* PROMPT 1: Could you transcribe the passage on forest evictions in Thailand from "But such separation" up to and including "under a new law."?
* PROMPT 2: Does the passage on forest evictions in Thailand agree with each of these statements? For each, answer yes or no and quote the deciding words. (a) Sai Thong National Park was given protected status in 2002. (b) A 63-year-old farmer received a prison sentence of 17 months for trespassing. (c) The National Parks Act limits each family to about 3.2 hectares.
* PROMPT 3: Can you take the passage on forest land rights in Thailand further, picking up after its final sentence?

* TEXT PASSAGE:

____

But in doing so, these countries lost the opportunity to achieve the same goal with no displacements. Had they prioritized the well-being of the people who lived within the legally recognized community lands being “preserved,” the countries would have found themselves richer in carbon stores, with “significantly lower deforestation rates” and lower emissions.
“A great incentive for communities to contribute to the sustainable management of forests is community forestry or land titles, which provide a degree of tenure security,” said Daniel Hayward, a coordinator for the Mekong Land Research Forum at Chiang Mai University in Thailand. “There is no need for conservation needs and human rights to be kept separate.”
But such separation remains, as yet, too common in Thailand, where forests “have long been contested sites between the government, corporations, Indigenous people, and farmers.”
Case in point: the experience of some 200 farmers who are several generations into raising cassava and maize in a forest in the country’s northeastern Chaiyaphum province. The region was protected as Sai Thong National Park in 1992, but the farmers were able to remain in their homes until 2014, when they were evicted under a new law.
“The forest reclamation order, enforced by a military leadership, aimed at ending encroachments and conserving natural resources,” explains Thomson Reuters. “It led to a redrawing of forest boundaries and hundreds of evictions, according to land rights groups.”
When a number of those evicted returned to the park—having no other means to make a living—they were charged with trespassing. One farmer, aged 63, “was sentenced to 17 months in prison and a fine of more than 100,000 baht (US$3,335) for trespassing.”
Now out on bail, he and his fellow farmers “are awaiting a Supreme Court hearing while they try to reach an agreement with local authorities for a community title to the land.”
While a new Thai national parks law enacted in 2019 does allow those who live “in or near the more than 100 parks in Thailand to access them and use some resources,” permission to actually live by this law is not automatically granted, notes Thomson Reuters.
“The National Parks Act also curbs land use rights to 20 years and limits each family to about 3.2 hectares, which land rights groups say is inadequate.”

____

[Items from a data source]

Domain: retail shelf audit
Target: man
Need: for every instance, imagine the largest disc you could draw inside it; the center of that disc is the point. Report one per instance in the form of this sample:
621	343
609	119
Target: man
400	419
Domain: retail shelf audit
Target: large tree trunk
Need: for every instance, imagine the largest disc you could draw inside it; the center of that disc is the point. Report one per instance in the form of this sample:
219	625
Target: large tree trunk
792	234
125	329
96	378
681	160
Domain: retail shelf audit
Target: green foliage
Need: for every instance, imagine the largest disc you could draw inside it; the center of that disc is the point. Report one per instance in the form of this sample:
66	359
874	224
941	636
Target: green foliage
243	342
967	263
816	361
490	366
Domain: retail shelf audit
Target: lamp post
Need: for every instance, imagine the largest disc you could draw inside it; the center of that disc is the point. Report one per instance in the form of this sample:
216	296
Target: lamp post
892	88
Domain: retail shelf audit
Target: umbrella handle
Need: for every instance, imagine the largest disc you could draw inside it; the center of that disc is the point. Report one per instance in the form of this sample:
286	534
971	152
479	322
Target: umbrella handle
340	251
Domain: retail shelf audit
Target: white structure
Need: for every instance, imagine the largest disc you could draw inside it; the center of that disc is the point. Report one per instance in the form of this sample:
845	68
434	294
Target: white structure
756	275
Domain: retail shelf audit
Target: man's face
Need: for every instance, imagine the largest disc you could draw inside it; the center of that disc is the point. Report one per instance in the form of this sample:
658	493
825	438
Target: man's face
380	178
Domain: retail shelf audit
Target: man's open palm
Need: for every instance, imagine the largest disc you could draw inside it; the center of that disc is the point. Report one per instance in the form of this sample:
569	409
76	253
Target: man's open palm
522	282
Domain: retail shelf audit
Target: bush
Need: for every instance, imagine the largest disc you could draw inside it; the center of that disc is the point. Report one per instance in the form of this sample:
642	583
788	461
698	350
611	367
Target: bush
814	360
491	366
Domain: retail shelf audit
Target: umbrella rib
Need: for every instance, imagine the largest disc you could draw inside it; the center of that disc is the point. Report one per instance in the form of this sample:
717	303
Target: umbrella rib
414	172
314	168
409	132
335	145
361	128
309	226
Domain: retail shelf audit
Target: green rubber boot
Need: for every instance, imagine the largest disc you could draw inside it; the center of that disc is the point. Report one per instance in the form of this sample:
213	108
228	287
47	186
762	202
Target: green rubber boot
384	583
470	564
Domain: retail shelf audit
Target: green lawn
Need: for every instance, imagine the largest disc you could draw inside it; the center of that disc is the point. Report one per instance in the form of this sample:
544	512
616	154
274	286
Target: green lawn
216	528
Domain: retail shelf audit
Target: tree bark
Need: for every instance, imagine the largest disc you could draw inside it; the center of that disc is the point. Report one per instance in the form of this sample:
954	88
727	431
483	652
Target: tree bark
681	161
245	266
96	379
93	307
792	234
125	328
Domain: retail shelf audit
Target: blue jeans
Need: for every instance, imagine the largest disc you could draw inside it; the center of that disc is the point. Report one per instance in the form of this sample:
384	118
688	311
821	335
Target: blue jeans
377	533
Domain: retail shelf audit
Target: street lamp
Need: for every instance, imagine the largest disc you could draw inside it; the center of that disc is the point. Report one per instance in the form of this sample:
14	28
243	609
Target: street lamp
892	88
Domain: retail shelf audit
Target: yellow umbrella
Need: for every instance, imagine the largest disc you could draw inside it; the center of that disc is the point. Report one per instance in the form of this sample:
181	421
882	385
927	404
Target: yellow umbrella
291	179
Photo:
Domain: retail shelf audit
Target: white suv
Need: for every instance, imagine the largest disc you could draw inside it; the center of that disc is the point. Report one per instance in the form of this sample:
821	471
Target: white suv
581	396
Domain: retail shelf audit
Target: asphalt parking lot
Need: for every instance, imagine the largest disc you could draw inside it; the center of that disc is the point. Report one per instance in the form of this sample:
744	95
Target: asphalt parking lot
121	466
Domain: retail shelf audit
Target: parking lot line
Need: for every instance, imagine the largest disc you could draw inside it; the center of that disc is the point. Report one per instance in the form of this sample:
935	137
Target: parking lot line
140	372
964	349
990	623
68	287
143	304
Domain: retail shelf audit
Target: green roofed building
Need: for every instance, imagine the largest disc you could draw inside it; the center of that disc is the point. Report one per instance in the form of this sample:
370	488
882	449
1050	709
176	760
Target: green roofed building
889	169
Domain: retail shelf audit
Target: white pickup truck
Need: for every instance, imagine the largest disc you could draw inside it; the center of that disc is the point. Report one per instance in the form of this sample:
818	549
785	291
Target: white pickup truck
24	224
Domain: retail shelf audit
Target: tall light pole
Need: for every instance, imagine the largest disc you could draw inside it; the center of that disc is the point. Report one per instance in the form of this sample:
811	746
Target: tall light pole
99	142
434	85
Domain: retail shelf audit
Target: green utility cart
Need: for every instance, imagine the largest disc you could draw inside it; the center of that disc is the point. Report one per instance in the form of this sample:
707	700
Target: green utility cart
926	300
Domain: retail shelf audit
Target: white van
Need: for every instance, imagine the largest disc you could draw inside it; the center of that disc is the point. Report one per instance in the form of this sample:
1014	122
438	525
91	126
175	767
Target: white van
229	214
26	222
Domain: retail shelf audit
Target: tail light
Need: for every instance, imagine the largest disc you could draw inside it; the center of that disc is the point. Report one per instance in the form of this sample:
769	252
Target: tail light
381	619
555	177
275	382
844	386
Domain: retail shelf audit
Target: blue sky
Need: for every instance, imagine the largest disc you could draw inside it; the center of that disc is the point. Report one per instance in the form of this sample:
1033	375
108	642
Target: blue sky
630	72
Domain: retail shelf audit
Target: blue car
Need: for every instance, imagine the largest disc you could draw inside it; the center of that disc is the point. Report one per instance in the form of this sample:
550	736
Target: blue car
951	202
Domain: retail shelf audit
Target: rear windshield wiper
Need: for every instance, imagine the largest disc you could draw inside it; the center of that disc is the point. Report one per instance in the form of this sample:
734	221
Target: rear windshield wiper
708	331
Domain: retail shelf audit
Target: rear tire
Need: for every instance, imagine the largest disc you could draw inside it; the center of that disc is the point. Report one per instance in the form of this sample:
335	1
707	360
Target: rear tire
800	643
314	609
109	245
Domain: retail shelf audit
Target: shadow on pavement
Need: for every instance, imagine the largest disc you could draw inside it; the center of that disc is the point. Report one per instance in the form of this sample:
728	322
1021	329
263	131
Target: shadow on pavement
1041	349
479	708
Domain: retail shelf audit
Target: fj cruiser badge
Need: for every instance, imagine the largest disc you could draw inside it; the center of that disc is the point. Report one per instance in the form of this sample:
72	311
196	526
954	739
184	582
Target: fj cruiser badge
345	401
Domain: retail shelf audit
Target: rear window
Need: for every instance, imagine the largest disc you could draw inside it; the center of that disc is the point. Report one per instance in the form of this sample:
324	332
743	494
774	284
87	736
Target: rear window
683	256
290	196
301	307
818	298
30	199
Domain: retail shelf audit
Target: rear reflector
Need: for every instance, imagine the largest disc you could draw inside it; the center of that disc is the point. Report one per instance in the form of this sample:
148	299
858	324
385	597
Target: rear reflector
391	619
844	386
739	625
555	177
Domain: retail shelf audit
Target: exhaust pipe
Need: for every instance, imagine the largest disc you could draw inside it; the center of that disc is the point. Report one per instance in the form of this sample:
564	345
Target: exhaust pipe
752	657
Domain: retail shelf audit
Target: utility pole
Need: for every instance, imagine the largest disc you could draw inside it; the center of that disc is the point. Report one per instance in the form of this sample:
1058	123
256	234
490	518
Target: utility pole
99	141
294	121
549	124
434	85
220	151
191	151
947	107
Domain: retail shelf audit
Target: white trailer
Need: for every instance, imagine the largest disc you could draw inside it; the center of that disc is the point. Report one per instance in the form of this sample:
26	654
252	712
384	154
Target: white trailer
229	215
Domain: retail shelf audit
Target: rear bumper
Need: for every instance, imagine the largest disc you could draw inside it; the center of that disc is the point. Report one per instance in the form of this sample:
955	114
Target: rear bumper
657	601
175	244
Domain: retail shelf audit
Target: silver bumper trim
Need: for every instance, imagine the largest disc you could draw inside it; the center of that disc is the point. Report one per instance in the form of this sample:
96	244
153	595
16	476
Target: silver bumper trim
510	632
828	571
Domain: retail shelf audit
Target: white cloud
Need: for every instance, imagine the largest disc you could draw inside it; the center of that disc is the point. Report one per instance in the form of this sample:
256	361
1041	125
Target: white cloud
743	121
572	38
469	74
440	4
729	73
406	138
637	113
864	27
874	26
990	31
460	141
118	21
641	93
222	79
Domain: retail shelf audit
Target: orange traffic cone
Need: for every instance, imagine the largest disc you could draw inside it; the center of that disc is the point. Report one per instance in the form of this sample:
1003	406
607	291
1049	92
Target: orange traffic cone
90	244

____

* RESPONSE 1:
But such separation remains, as yet, too common in Thailand, where forests “have long been contested sites between the government, corporations, Indigenous people, and farmers.”
Case in point: the experience of some 200 farmers who are several generations into raising cassava and maize in a forest in the country’s northeastern Chaiyaphum province. The region was protected as Sai Thong National Park in 1992, but the farmers were able to remain in their homes until 2014, when they were evicted under a new law.

* RESPONSE 2:
(a) No: "The region was protected as Sai Thong National Park in 1992"
(b) Yes: "was sentenced to 17 months in prison and a fine of more than 100,000 baht (US$3,335) for trespassing"
(c) Yes: "limits each family to about 3.2 hectares"

* RESPONSE 3:
Oranuch Phonpinyo, a coordinator with the Isan Land Reform Network, said the new law “does not resolve conflicts, as it continues to treat people who depend on the forests as criminals.” She further condemned the injustice in “denying forest dwellers…their livelihood, their tradition and dignity, while these parks are opened up for city dwellers and tourists to enjoy.”
Thailand is currently aiming to increase its forest cover by nearly 10%, to reach a total of 40% of its land area. Land Watch said that goal “threatens millions of people living in or near forests, with thousands jailed every year for trespassing,” writes Thomson Reuters.
But positive change may be coming. The Thai government recently released data showing that the country’s 12,000-plus community forests provide benefits to about three million people, and the country is pledging to issue more such community land and forestry titles.
“It is a slow process, but quite a few communities have already got titles, and we are studying others,” said Minister of Natural Resources and Environment Varawut Silpa-archa.
“People who had been living in forests before they were declared parks can now stay and collectively manage the land, as long as they conserve the ecosystem and do not sell the land,” adds Thomson Reuters.
As Indigenous peoples in Thailand lack legal recognition, these community land and forestry titles can add a layer of protection from being displaced by “fortress” models of conservation that seek to expel human beings from the forests that are their ancestral, and present, home.